▼
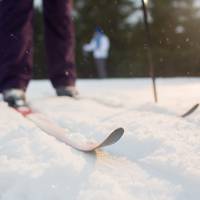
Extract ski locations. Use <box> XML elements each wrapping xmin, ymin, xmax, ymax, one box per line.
<box><xmin>180</xmin><ymin>103</ymin><xmax>199</xmax><ymax>118</ymax></box>
<box><xmin>13</xmin><ymin>108</ymin><xmax>124</xmax><ymax>152</ymax></box>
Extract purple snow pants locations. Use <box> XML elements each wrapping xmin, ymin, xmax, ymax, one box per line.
<box><xmin>0</xmin><ymin>0</ymin><xmax>76</xmax><ymax>92</ymax></box>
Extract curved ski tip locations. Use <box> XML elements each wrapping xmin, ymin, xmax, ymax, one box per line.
<box><xmin>115</xmin><ymin>127</ymin><xmax>124</xmax><ymax>134</ymax></box>
<box><xmin>110</xmin><ymin>127</ymin><xmax>124</xmax><ymax>141</ymax></box>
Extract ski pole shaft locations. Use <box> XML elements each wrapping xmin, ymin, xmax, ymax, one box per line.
<box><xmin>142</xmin><ymin>0</ymin><xmax>158</xmax><ymax>102</ymax></box>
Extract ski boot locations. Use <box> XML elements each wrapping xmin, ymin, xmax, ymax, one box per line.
<box><xmin>56</xmin><ymin>86</ymin><xmax>79</xmax><ymax>98</ymax></box>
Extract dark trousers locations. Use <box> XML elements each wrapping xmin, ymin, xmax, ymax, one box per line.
<box><xmin>0</xmin><ymin>0</ymin><xmax>76</xmax><ymax>92</ymax></box>
<box><xmin>95</xmin><ymin>58</ymin><xmax>107</xmax><ymax>78</ymax></box>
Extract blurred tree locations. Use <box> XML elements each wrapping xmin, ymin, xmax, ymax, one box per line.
<box><xmin>149</xmin><ymin>0</ymin><xmax>200</xmax><ymax>76</ymax></box>
<box><xmin>74</xmin><ymin>0</ymin><xmax>138</xmax><ymax>77</ymax></box>
<box><xmin>34</xmin><ymin>0</ymin><xmax>200</xmax><ymax>78</ymax></box>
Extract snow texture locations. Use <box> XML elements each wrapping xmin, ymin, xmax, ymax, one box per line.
<box><xmin>0</xmin><ymin>78</ymin><xmax>200</xmax><ymax>200</ymax></box>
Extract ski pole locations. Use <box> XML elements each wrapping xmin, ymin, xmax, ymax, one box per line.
<box><xmin>142</xmin><ymin>0</ymin><xmax>158</xmax><ymax>102</ymax></box>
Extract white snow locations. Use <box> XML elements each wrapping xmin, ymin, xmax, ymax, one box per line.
<box><xmin>0</xmin><ymin>78</ymin><xmax>200</xmax><ymax>200</ymax></box>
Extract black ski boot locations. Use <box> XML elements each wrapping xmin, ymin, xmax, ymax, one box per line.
<box><xmin>56</xmin><ymin>86</ymin><xmax>79</xmax><ymax>98</ymax></box>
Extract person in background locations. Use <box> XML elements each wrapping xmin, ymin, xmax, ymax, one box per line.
<box><xmin>0</xmin><ymin>0</ymin><xmax>78</xmax><ymax>111</ymax></box>
<box><xmin>83</xmin><ymin>27</ymin><xmax>110</xmax><ymax>78</ymax></box>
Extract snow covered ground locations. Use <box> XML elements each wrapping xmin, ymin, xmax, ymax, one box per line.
<box><xmin>0</xmin><ymin>78</ymin><xmax>200</xmax><ymax>200</ymax></box>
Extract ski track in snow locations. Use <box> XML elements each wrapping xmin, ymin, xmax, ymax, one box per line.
<box><xmin>0</xmin><ymin>78</ymin><xmax>200</xmax><ymax>200</ymax></box>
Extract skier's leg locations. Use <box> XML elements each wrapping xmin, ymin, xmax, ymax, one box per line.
<box><xmin>43</xmin><ymin>0</ymin><xmax>76</xmax><ymax>88</ymax></box>
<box><xmin>95</xmin><ymin>59</ymin><xmax>107</xmax><ymax>78</ymax></box>
<box><xmin>0</xmin><ymin>0</ymin><xmax>33</xmax><ymax>92</ymax></box>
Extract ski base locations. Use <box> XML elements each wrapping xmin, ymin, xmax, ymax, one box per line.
<box><xmin>16</xmin><ymin>108</ymin><xmax>124</xmax><ymax>152</ymax></box>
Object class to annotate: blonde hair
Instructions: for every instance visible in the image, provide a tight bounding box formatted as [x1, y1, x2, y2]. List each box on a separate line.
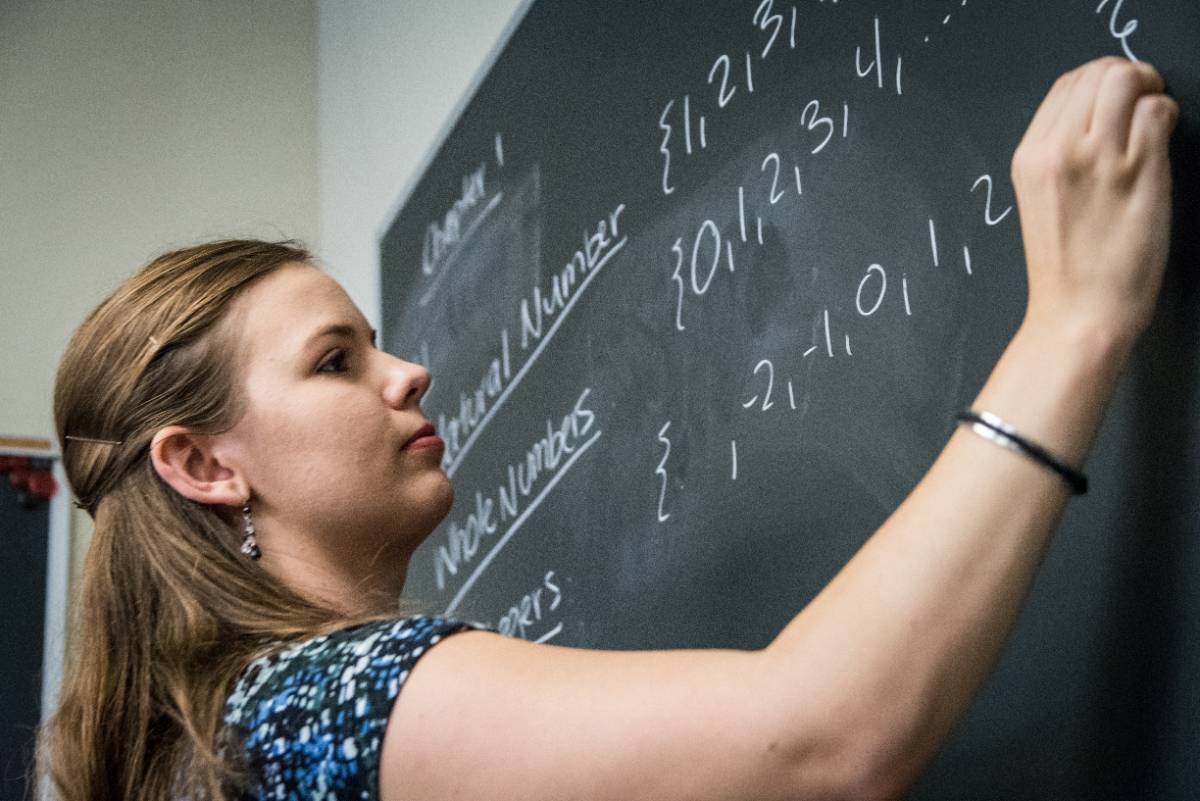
[38, 240, 386, 801]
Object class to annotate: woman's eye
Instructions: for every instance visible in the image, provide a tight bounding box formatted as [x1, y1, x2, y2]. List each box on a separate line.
[317, 350, 346, 373]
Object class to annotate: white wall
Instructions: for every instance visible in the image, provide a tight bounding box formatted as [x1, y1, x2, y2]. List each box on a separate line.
[0, 0, 318, 577]
[318, 0, 524, 327]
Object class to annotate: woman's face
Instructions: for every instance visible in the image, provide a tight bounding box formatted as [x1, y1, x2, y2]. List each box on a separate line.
▲
■ The problem ■
Update all of the records by writing their lines out again with "blurred tree" replaced by "distant tree" and nothing else changed. Omit the pictures.

■ Result for this exercise ■
Extract ski locations. Use <box> XML elements each wrapping xmin, ymin, xmax, ymax, one box per line.
<box><xmin>180</xmin><ymin>103</ymin><xmax>199</xmax><ymax>118</ymax></box>
<box><xmin>13</xmin><ymin>108</ymin><xmax>124</xmax><ymax>152</ymax></box>
Extract purple snow pants locations. Use <box> XML elements each wrapping xmin, ymin, xmax, ymax, one box per line.
<box><xmin>0</xmin><ymin>0</ymin><xmax>76</xmax><ymax>92</ymax></box>
Extract curved ski tip locations. Use <box> XML elements each wrapping xmin, ymin, xmax, ymax, one box per line.
<box><xmin>115</xmin><ymin>127</ymin><xmax>124</xmax><ymax>134</ymax></box>
<box><xmin>110</xmin><ymin>127</ymin><xmax>124</xmax><ymax>141</ymax></box>
Extract ski pole shaft locations. Use <box> XML elements each wrapping xmin, ymin, xmax, ymax, one box per line.
<box><xmin>142</xmin><ymin>0</ymin><xmax>158</xmax><ymax>102</ymax></box>
Extract ski boot locations. Use <box> XML elements each wrapping xmin, ymin, xmax, ymax, one box per line.
<box><xmin>56</xmin><ymin>86</ymin><xmax>79</xmax><ymax>98</ymax></box>
Extract dark trousers locations. Use <box> XML elements each wrapping xmin, ymin, xmax, ymax, one box per line.
<box><xmin>0</xmin><ymin>0</ymin><xmax>76</xmax><ymax>92</ymax></box>
<box><xmin>95</xmin><ymin>58</ymin><xmax>107</xmax><ymax>78</ymax></box>
Extract distant tree locations. Use <box> XML elements each wrapping xmin, ymin, xmax, ymax, one box per line.
<box><xmin>149</xmin><ymin>0</ymin><xmax>200</xmax><ymax>76</ymax></box>
<box><xmin>74</xmin><ymin>0</ymin><xmax>138</xmax><ymax>77</ymax></box>
<box><xmin>34</xmin><ymin>0</ymin><xmax>200</xmax><ymax>78</ymax></box>
Extract snow texture locations. Use <box> XML elements each wrapping xmin, ymin, xmax, ymax, one box per line.
<box><xmin>0</xmin><ymin>78</ymin><xmax>200</xmax><ymax>200</ymax></box>
Extract ski pole locations. Use <box> XML elements each wrapping xmin, ymin, xmax, ymax, one box per line.
<box><xmin>142</xmin><ymin>0</ymin><xmax>158</xmax><ymax>102</ymax></box>
Extract white snow locations. Use <box> XML elements each wrapping xmin, ymin, xmax, ymax, one box per line.
<box><xmin>0</xmin><ymin>78</ymin><xmax>200</xmax><ymax>200</ymax></box>
Extract black ski boot locations. Use <box> XML elements each wrapping xmin, ymin, xmax, ymax, one box per line.
<box><xmin>56</xmin><ymin>86</ymin><xmax>79</xmax><ymax>98</ymax></box>
Extract person in background locations. Use <box> XML elements each wrapping xmin, ymin, xmax, ymax, one box per line.
<box><xmin>0</xmin><ymin>0</ymin><xmax>78</xmax><ymax>111</ymax></box>
<box><xmin>83</xmin><ymin>27</ymin><xmax>110</xmax><ymax>78</ymax></box>
Extract snow covered ground locations. Use <box> XML elements each wrapping xmin, ymin, xmax, ymax, one box per line.
<box><xmin>0</xmin><ymin>78</ymin><xmax>200</xmax><ymax>200</ymax></box>
Extract ski track in snow locations. Use <box> XML elements each wrapping xmin, ymin, xmax, ymax, one box per line.
<box><xmin>0</xmin><ymin>78</ymin><xmax>200</xmax><ymax>200</ymax></box>
Extract skier's leg locations. Use <box> XML elements each wrapping xmin, ymin, xmax, ymax, one box per line.
<box><xmin>43</xmin><ymin>0</ymin><xmax>76</xmax><ymax>88</ymax></box>
<box><xmin>95</xmin><ymin>59</ymin><xmax>107</xmax><ymax>78</ymax></box>
<box><xmin>0</xmin><ymin>0</ymin><xmax>33</xmax><ymax>92</ymax></box>
Extract ski base locations. Use <box> XML elements each wrapping xmin, ymin, xmax, ymax, one box per line.
<box><xmin>16</xmin><ymin>108</ymin><xmax>124</xmax><ymax>152</ymax></box>
Object class to annotate: blonde hair
Instructions: for every instance visible in the image, provide a tight bounding box formatted as [x1, y1, x2, y2]. List each box on a separate line.
[38, 240, 386, 801]
Object class to annotate: woman's eye
Instructions: for every instance visible in the image, provide a tight bounding box formatted as [x1, y1, x2, y2]. List each box on a separate line.
[317, 350, 346, 373]
Object class to annotate: white wall
Instructions: for every instance visible in the image, provide a tight bounding box formatted as [x1, y1, x2, y2]. List each box on a separate line.
[0, 0, 318, 577]
[318, 0, 524, 327]
Object class to annotate: woman's face
Instructions: for every instance visible in the image, provide a tight bounding box formatted as [x1, y1, x2, y2]. List each box on a separate line.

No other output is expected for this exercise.